REQUIREMENT |
Repeat exactly the lines below that lie between the line with "Target: green foliage" and the line with "the brown horse", counting both of those lines as part of the answer.
==========
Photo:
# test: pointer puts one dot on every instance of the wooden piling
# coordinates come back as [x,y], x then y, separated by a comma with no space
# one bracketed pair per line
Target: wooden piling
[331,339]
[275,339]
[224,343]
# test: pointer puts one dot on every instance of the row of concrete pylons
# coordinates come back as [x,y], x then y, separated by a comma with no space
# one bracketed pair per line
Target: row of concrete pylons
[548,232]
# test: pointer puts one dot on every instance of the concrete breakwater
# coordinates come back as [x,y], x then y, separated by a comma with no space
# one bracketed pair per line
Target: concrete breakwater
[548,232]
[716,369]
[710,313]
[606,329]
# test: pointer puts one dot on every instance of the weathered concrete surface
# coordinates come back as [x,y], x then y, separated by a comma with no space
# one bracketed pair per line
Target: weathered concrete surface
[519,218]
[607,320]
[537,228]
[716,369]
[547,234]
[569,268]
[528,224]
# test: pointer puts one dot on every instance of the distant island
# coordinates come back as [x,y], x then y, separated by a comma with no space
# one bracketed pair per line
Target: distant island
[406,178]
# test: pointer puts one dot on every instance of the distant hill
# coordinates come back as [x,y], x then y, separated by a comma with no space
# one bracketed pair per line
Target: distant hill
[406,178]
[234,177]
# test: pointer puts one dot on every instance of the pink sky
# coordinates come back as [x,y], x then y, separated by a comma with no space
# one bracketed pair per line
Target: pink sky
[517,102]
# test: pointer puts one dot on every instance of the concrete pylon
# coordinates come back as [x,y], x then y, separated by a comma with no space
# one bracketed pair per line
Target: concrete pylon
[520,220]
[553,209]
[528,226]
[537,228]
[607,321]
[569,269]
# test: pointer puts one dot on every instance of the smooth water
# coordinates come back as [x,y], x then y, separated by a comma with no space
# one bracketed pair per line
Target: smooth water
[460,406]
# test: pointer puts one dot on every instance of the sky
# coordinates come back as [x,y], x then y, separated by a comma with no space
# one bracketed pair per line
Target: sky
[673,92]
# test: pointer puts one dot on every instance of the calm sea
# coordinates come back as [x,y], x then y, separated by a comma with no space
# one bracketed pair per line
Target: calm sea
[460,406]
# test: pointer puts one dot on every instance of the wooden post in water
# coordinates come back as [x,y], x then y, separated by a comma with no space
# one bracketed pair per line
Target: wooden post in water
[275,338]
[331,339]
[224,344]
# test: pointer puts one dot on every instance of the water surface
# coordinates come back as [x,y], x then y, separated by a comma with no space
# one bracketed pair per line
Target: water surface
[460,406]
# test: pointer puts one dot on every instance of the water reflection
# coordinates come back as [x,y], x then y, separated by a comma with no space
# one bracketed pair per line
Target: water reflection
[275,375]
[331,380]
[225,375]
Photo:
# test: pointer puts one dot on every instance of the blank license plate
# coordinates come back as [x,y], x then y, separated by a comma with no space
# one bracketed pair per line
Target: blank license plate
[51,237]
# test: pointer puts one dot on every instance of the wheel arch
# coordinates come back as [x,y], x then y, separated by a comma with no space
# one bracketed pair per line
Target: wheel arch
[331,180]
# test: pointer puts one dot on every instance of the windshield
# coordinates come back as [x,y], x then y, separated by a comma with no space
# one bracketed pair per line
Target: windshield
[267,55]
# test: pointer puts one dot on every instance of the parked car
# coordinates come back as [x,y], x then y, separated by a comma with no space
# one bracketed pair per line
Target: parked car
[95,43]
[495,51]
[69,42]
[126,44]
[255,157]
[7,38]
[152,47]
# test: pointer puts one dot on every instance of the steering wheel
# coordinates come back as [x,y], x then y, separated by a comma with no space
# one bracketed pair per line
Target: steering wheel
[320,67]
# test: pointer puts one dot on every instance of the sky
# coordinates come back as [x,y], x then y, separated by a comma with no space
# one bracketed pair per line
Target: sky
==========
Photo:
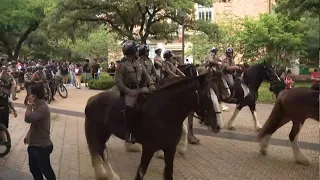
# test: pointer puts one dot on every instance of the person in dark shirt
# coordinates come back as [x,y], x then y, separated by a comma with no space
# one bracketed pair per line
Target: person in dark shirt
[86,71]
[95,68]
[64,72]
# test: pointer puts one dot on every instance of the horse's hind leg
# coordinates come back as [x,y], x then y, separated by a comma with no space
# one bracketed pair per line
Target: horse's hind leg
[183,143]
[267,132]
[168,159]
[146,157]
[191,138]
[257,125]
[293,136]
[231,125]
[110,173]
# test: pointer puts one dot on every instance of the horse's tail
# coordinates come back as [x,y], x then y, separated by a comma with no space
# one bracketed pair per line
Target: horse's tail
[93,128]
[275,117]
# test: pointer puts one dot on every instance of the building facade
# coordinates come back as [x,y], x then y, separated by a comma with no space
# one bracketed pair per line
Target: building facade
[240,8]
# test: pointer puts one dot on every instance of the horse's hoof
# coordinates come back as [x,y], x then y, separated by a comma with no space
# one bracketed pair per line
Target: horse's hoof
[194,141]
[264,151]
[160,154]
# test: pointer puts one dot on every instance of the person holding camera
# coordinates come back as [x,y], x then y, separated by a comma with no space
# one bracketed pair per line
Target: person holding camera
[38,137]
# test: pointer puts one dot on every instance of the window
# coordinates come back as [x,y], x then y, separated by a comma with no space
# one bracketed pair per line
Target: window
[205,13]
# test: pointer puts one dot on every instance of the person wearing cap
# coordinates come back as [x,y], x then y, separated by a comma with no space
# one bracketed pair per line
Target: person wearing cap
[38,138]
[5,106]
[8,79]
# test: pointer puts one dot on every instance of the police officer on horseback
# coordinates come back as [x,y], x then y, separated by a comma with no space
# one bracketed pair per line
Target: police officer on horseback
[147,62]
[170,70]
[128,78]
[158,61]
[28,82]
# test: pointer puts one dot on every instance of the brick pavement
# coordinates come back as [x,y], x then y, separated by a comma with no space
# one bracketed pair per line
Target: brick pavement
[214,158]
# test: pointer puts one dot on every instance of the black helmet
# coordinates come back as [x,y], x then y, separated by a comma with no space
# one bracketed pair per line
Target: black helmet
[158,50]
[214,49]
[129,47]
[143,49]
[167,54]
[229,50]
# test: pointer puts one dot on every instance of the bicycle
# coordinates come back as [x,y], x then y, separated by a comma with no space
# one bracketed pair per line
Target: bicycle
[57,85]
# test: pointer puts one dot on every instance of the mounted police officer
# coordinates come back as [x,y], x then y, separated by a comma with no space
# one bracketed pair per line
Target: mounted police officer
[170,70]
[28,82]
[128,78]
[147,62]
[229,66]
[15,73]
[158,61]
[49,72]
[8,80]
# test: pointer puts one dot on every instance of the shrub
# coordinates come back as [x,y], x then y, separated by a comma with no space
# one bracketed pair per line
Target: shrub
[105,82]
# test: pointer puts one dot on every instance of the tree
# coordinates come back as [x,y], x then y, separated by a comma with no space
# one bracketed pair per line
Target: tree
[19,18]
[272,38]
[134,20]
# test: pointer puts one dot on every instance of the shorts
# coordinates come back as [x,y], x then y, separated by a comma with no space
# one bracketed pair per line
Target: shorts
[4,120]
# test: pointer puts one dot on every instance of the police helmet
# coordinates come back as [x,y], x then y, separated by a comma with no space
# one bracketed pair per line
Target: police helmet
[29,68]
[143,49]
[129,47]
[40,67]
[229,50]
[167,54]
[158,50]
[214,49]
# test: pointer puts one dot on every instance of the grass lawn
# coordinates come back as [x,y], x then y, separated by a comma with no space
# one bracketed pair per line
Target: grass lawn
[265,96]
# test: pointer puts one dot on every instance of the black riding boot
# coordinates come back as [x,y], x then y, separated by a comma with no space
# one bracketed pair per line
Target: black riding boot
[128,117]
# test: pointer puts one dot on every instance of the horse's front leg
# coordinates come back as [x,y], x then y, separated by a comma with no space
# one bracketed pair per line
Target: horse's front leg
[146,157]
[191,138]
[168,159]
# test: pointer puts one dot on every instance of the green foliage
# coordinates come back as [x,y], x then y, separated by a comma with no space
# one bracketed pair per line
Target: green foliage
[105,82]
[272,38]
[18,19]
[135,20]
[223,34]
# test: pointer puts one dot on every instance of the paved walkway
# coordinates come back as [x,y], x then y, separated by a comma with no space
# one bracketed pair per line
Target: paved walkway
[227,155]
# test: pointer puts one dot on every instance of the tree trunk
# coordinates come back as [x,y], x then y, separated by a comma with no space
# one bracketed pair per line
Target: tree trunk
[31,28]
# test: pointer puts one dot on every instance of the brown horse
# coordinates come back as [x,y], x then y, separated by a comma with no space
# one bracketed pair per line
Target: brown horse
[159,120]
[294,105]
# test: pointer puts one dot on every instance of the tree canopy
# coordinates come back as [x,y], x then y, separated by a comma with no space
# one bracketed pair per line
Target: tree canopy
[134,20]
==========
RESPONSE TO THE EXERCISE |
Target: green foliage
[105,82]
[272,38]
[18,19]
[135,20]
[223,34]
# test: pointer puts one dot on every instance of the paved walkway
# coordinates come back as [x,y], x then y, separated by a comma with no space
# one bracketed pair per line
Target: paved walkway
[227,155]
# test: pointer puts one dot on every instance of the tree trunk
# coordinates come back as [x,y], x then y, separated by a comma with no space
# one bracketed pair per line
Target: tree trunk
[31,28]
# test: pointer puts one dot on every instance of the brown horse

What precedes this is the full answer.